## Part of a data file
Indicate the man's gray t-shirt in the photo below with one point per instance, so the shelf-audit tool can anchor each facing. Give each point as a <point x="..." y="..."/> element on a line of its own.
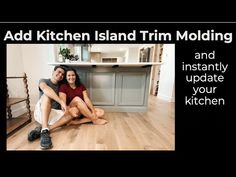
<point x="55" y="87"/>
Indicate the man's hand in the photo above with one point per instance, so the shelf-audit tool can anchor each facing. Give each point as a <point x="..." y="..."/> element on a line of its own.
<point x="63" y="106"/>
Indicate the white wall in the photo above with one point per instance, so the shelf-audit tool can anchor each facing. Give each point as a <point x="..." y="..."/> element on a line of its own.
<point x="132" y="55"/>
<point x="167" y="74"/>
<point x="15" y="68"/>
<point x="32" y="59"/>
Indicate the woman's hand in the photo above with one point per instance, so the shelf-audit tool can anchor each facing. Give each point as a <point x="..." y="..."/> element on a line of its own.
<point x="63" y="106"/>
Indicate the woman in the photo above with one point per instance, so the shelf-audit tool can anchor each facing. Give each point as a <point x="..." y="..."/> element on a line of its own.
<point x="74" y="94"/>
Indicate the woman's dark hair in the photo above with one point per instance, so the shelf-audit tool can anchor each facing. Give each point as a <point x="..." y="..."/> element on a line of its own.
<point x="77" y="79"/>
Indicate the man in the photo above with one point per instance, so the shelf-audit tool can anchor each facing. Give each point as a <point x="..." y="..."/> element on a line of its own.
<point x="50" y="111"/>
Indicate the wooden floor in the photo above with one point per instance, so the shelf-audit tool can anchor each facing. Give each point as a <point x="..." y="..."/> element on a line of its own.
<point x="153" y="130"/>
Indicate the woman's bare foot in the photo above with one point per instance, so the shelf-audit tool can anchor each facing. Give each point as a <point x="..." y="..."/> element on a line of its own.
<point x="99" y="121"/>
<point x="79" y="121"/>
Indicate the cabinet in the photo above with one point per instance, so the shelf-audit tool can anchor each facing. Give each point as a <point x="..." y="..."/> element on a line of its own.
<point x="15" y="123"/>
<point x="118" y="89"/>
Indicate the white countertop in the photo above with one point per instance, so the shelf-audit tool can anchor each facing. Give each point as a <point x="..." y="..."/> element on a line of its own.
<point x="108" y="64"/>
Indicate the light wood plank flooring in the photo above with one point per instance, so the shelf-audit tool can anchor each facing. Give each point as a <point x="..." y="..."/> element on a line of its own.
<point x="152" y="130"/>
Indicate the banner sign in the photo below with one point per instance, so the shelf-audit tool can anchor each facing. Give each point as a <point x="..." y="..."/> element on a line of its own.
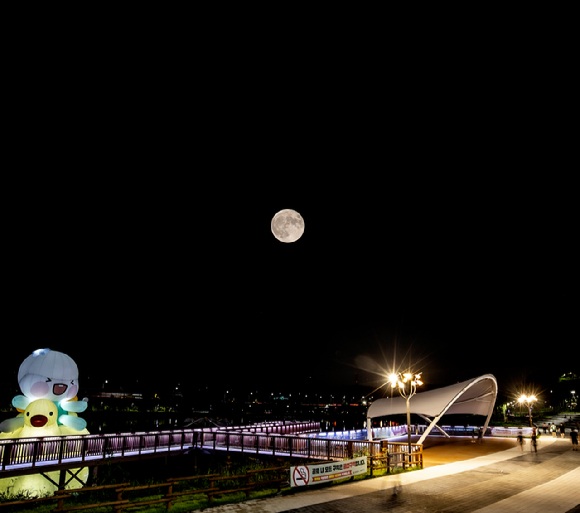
<point x="324" y="472"/>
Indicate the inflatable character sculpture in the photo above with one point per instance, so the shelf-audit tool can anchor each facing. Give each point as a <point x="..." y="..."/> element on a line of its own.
<point x="49" y="381"/>
<point x="51" y="375"/>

## INSTRUCTION
The pictures should not be reproduced; quote all of the other material exactly.

## SOLUTION FOR THIS PROBLEM
Indicate the man's gray t-shirt in the photo below with one point per instance, so the shelf-audit tool can anchor each facing. Give each point as a <point x="..." y="..."/> element on a line of its own.
<point x="55" y="87"/>
Indicate the man's hand in the photo above with one point per instance, so the shelf-audit tool can anchor each facing. Give each point as a <point x="..." y="..."/> element on a line of its own.
<point x="63" y="106"/>
Indicate the white wall in the photo above with one point per instance, so the shelf-audit tool can anchor each facing. Give each point as a <point x="..." y="..."/> element on a line of its own.
<point x="132" y="55"/>
<point x="167" y="74"/>
<point x="15" y="68"/>
<point x="32" y="59"/>
Indicate the woman's hand in the photo above with one point per instance, so the shelf-audit tool can anchor each facing. Give each point as a <point x="..." y="..."/> element on a line of its own.
<point x="63" y="106"/>
Indicate the woman in the photo above with one point per instance, so the shelf-audit tool can anchor each facing. Give each point as a <point x="..." y="..."/> element on a line of its own.
<point x="74" y="94"/>
Indicate the woman's dark hair in the photo above with one point per instance, so the shelf-audit tool can anchor each facing. Give each point as a <point x="..." y="..."/> element on a line of its own.
<point x="77" y="79"/>
Indicate the man in the photo above with one point per instance, so the shelf-audit tool can anchor each facing. Give each point as a <point x="..." y="..."/> element on a line of its own.
<point x="50" y="111"/>
Indicate the wooden floor in the photo above with one point per instance, so the shelf-audit tool can anchor each facing. Give each point as a <point x="..." y="..."/> element on a line of its own.
<point x="153" y="130"/>
Indicate the woman's bare foot in the photo above with one point per instance, so the shelf-audit tool can anchor each facing. Give each point as a <point x="..." y="..."/> element on a line of its own.
<point x="99" y="121"/>
<point x="79" y="121"/>
Indicate the cabinet in the photo above with one point per instance, so the shelf-audit tool can anchor each facing. Give each point as a <point x="..." y="..."/> element on a line of its own.
<point x="15" y="123"/>
<point x="118" y="89"/>
Indicate the white countertop in the photo above with one point per instance, so the shelf-audit tool can anchor each facing. Give each point as a <point x="..." y="..."/> element on a line of its own.
<point x="108" y="64"/>
Indicate the light wood plank flooring in the photo above with one point per instance, so the shelf-audit tool can anchor each facing. Give each point as a <point x="..." y="..."/> element on a line of its own.
<point x="152" y="130"/>
Indicate the banner sign in the photo below with one point per instance, so the shelf-audit tool can anchor each facing. Give each point as a <point x="..." y="..."/> element on a line of its own.
<point x="324" y="472"/>
Indicate the inflatable character sculpture in the photo above with one point per instance, so the shelf-audit tool can anchor each facing. Give each point as a <point x="..." y="..."/> element on a line of its own.
<point x="49" y="381"/>
<point x="51" y="375"/>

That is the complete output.